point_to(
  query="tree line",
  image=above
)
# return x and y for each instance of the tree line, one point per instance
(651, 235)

++++++++++

Rewrite the records, replacing each "tree line" with "forest edge" and keeping everything else the same.

point_to(
  query="forest edge",
  image=above
)
# return x and y for each instance of the forest edge, one point per instance
(651, 235)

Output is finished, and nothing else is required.